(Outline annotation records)
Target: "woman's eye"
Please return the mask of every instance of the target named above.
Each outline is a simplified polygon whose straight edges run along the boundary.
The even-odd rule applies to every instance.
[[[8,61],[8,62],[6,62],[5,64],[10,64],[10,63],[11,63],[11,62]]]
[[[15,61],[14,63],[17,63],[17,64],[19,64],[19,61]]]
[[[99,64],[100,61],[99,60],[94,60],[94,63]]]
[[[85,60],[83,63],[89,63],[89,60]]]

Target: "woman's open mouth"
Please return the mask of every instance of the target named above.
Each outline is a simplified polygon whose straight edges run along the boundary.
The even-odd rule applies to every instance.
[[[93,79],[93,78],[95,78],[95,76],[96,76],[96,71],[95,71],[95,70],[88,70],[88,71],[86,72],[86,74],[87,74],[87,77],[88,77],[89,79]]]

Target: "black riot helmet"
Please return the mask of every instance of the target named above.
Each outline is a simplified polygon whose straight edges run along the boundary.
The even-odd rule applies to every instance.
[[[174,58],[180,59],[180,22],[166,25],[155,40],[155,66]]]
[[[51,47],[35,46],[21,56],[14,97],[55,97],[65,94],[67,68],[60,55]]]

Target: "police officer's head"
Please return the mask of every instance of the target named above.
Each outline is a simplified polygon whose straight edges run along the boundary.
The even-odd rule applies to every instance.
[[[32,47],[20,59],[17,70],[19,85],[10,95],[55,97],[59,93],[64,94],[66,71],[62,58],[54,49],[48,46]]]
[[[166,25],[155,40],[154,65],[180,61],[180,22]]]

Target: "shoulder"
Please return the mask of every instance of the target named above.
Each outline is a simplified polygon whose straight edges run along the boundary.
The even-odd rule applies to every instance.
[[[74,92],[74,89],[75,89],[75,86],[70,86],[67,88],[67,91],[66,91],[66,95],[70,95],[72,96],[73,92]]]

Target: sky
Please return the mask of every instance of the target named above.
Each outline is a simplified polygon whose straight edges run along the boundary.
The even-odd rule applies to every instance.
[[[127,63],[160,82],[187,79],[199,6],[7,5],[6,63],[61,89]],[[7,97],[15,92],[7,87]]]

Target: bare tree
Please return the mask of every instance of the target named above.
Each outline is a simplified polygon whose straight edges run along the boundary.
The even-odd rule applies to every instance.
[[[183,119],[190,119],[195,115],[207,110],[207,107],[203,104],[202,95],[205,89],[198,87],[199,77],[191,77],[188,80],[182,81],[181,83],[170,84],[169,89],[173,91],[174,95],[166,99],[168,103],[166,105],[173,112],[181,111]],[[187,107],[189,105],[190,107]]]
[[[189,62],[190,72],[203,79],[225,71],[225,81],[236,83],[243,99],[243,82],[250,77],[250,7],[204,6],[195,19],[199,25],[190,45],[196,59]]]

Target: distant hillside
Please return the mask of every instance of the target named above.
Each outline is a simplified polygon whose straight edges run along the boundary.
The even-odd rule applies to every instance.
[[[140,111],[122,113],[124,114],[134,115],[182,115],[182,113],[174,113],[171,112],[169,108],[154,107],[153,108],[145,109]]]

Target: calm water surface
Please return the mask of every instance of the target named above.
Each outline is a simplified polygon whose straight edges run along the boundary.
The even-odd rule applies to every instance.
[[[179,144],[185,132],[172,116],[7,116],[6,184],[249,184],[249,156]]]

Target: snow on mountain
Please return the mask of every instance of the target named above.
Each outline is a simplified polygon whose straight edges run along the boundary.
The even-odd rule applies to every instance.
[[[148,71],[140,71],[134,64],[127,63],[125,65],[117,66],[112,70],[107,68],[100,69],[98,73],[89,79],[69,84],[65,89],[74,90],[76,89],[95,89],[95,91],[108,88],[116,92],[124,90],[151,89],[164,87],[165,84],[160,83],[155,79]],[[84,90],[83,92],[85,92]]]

Work instructions:
Copy the stretch from the start of the records through the line containing "[[[166,25],[155,40],[154,65],[180,61],[180,22]]]", both ends included, keeping every line. Multiply each outline coordinate by 2.25 and round it to a whole number, with halves rounded up.

Exercise result:
Target: "woman's eye"
Please return the mask of every instance of the target named above.
Each outline is a simplified polygon whose straight edges run along the boundary.
The even-odd rule applies to every instance.
[[[18,137],[18,140],[14,140],[11,144],[23,144],[23,142],[25,142],[25,140]]]
[[[34,137],[32,142],[38,142],[38,144],[43,144],[43,137]]]
[[[223,144],[225,137],[223,135],[212,135],[212,142]]]
[[[191,135],[187,142],[200,142],[200,135]]]

Target: "woman's open mouth"
Please return the mask of every instance of the target named above.
Each outline is a simplified polygon whose straight edges run along the boundary.
The even-odd rule applies to every instance.
[[[209,178],[209,176],[214,176],[214,171],[216,171],[216,160],[214,160],[214,158],[198,158],[198,160],[194,162],[194,167],[196,167],[196,173],[198,173],[200,178]]]

Target: "black riot helmet"
Please return the mask of every instance of the target named above.
Each outline is a simplified polygon whose straight edges run along the boundary.
The even-odd rule applies to every instance.
[[[392,131],[405,133],[405,50],[374,56],[349,90],[349,149]]]
[[[115,106],[79,104],[47,126],[32,218],[124,218],[146,212],[151,153],[135,124]]]

Target: "police officer's head"
Please return the mask of every instance of the target named above.
Each outline is a simplified polygon whose straight edges run along the boundary.
The even-odd rule applies to every instance.
[[[72,106],[45,133],[38,158],[43,191],[23,214],[124,218],[133,209],[144,212],[149,160],[140,131],[122,110],[108,104]]]
[[[374,56],[349,90],[347,146],[405,137],[405,50]]]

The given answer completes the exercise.